本文抜粋:
長崎市で最も有名な場所は
長崎港を見下ろす好立地の山手にある
「グラバー園」といって差支えないだろう。
開国して間もない長崎を訪れ、
類まれな商才で成功をおさめたイギリス人、
トーマス・グラバーが住んでいた、
日本で最初の木造西洋建築であった邸宅をはじめ、
長崎で富を蓄えたイギリス人たちの屋敷が点在。
大浦天主堂の悲しみとは無縁の、
贅沢で豊かな時代の空気が漂っている。
なんたって、山手の上まで、エスカレーターと
動く歩道が完備されていて、
のんびりゆったり昇っていけるんだから。
でも、これが大失敗。
湿気ムンムンで不快指数100%の日で、
自然におおわれた場所だったから、
蚊に刺されて、痒かったのなんのって。
山頂部にあるのは旧三菱第2ドックハウス。

提供資料:
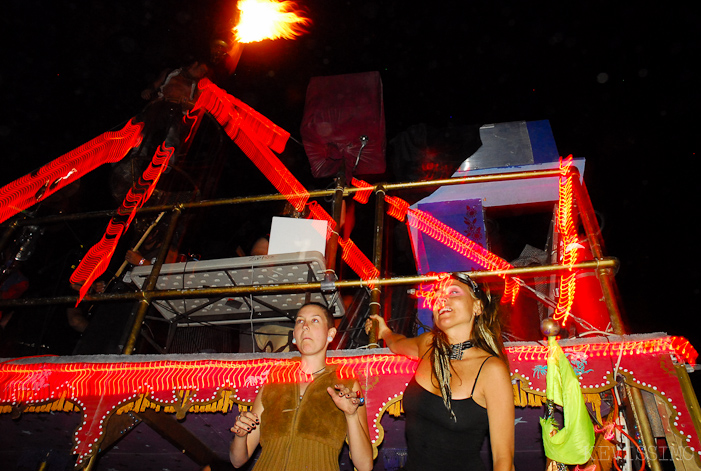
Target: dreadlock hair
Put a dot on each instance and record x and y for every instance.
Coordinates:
(486, 334)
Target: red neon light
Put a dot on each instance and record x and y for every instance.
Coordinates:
(398, 208)
(255, 135)
(570, 242)
(352, 255)
(464, 246)
(364, 195)
(677, 346)
(47, 180)
(98, 257)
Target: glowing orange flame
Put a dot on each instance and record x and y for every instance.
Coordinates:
(268, 19)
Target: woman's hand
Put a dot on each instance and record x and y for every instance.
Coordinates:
(246, 422)
(346, 399)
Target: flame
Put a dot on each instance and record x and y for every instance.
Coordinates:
(268, 19)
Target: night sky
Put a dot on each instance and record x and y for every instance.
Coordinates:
(618, 83)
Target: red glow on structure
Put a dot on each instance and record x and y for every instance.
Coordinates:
(351, 254)
(103, 388)
(434, 293)
(570, 242)
(364, 195)
(358, 262)
(268, 19)
(678, 346)
(36, 186)
(398, 208)
(98, 257)
(464, 246)
(256, 135)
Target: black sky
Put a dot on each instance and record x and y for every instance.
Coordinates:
(618, 83)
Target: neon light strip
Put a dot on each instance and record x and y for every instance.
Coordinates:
(28, 190)
(98, 257)
(464, 246)
(570, 241)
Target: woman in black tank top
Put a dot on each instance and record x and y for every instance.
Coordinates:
(448, 411)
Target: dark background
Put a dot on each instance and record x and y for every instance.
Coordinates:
(618, 83)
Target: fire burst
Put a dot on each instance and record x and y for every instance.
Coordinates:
(268, 19)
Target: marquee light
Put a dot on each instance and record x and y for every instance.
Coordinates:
(677, 346)
(570, 241)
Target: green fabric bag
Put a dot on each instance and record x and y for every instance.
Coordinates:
(573, 443)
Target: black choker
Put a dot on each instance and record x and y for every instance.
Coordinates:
(457, 349)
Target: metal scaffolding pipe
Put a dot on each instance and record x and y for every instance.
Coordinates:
(378, 239)
(150, 283)
(608, 263)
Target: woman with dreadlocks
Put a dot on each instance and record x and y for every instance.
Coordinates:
(462, 387)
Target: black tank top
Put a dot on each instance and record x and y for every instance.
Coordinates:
(434, 440)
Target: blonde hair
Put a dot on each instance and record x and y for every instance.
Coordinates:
(486, 334)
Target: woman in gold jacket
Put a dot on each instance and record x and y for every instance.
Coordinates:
(302, 425)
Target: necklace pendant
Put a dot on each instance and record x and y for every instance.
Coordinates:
(457, 349)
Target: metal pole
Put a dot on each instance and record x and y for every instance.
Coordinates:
(388, 187)
(150, 283)
(332, 246)
(606, 277)
(376, 292)
(640, 414)
(609, 263)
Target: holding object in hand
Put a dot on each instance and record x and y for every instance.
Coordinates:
(296, 421)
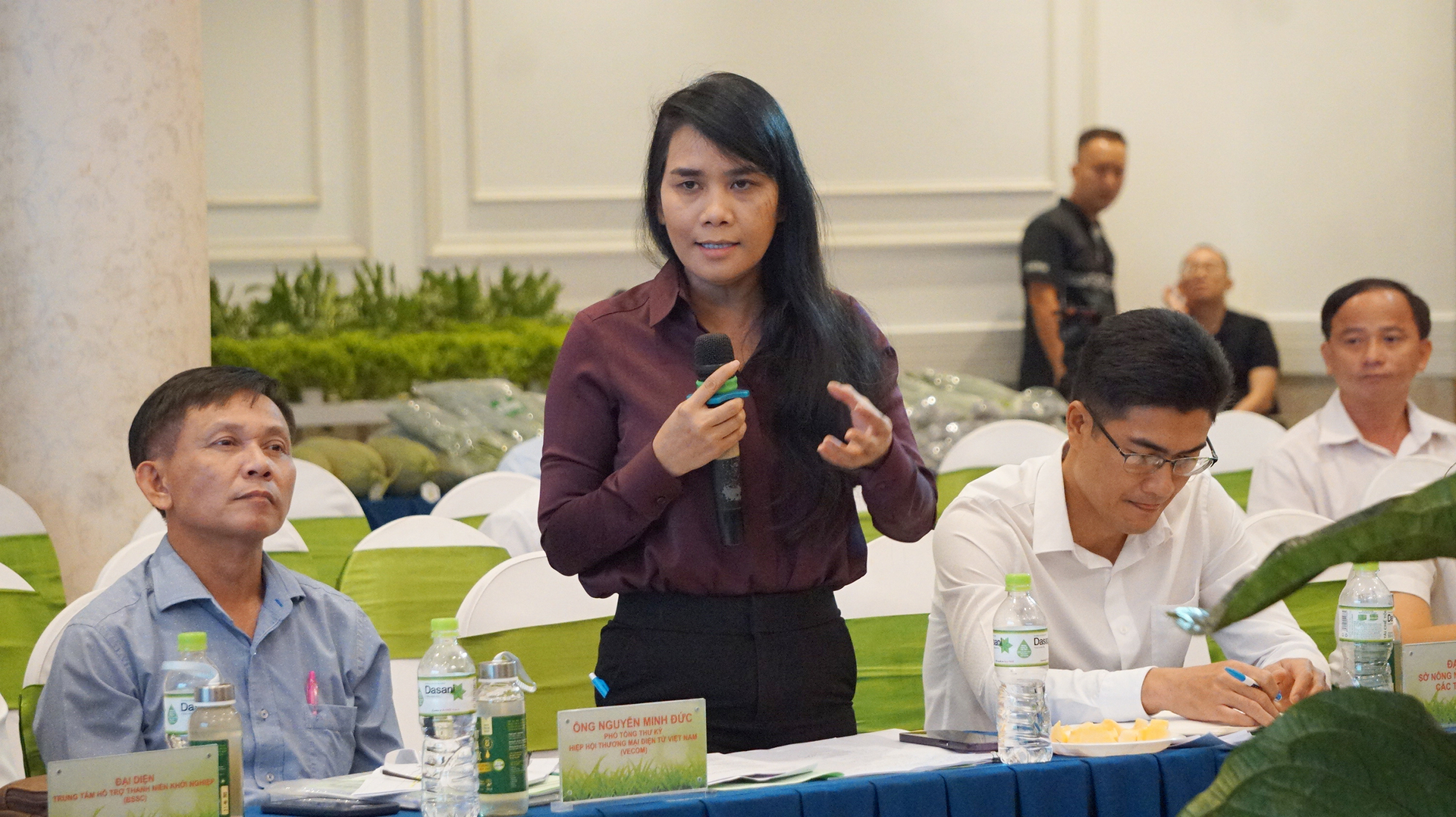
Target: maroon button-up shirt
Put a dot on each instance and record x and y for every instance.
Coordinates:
(613, 516)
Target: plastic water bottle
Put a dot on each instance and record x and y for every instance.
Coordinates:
(447, 718)
(216, 723)
(501, 736)
(181, 681)
(1019, 649)
(1365, 630)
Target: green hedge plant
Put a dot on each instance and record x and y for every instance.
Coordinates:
(364, 366)
(379, 340)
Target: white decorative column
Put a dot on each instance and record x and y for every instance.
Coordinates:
(102, 251)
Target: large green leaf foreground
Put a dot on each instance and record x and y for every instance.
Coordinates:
(1414, 527)
(1347, 752)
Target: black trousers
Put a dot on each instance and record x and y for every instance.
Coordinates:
(775, 668)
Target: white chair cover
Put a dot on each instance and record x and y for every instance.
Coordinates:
(899, 580)
(528, 592)
(318, 494)
(11, 580)
(1005, 442)
(17, 516)
(403, 675)
(484, 494)
(149, 524)
(424, 532)
(134, 552)
(12, 758)
(38, 668)
(1242, 437)
(514, 526)
(1405, 475)
(525, 458)
(1272, 527)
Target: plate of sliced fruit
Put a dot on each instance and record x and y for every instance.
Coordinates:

課題の内容: グラバー園の紀行文を、最後の一文「山頂部にあるのは旧三菱第2ドックハウス。」の後から書き継ぐこと。

演習の出力:
外国船の乗組員のための休憩所、
宿泊所として利用されていたものを移築したもの。
下へ降りると誰かがたたずんでいる。
説明書きを見てみたら、プッチーニさん。
オペラ「マダム・バタフライ」の作者だ。
そっか、蝶々さんのモデルは、
グラバーの妻・ツルさんだっけ。
プッチーニさんが見つめていた像は三浦環。
世界中で蝶々さんを演じて絶賛された
日本が誇るプリマドンナだ。
これは、別にこの場所がそうってわけじゃなく、
長崎市が、ってことらしい。
この辺りはオープンエアのカフェテラスなんだけど、
今にも大雨が降りそうな天気のせいで無人。
あまりに蒸し暑かったので、「旧自由亭」で休憩。
これまた日本初の本格的西洋料理店で、
当時っぽく造られているらしい。
ご覧のとおり、天気のせいで客はオレひとり。
旧グラバー住宅が描かれたカップとカステラ。
「長崎堂」のものだというカステラの甘さが、
ちょっと疲れた体に染み込んでいくようで、
めっちゃリフレッシュ。
こちらはウォーカーさんの旧宅。
玄関から長崎港を望む素晴らしいロケーション。
異国情緒というより、まさしく異国。
長崎市の重層的な歴史に舌を巻く。
で、ここが旧グラバー住宅のエントランス。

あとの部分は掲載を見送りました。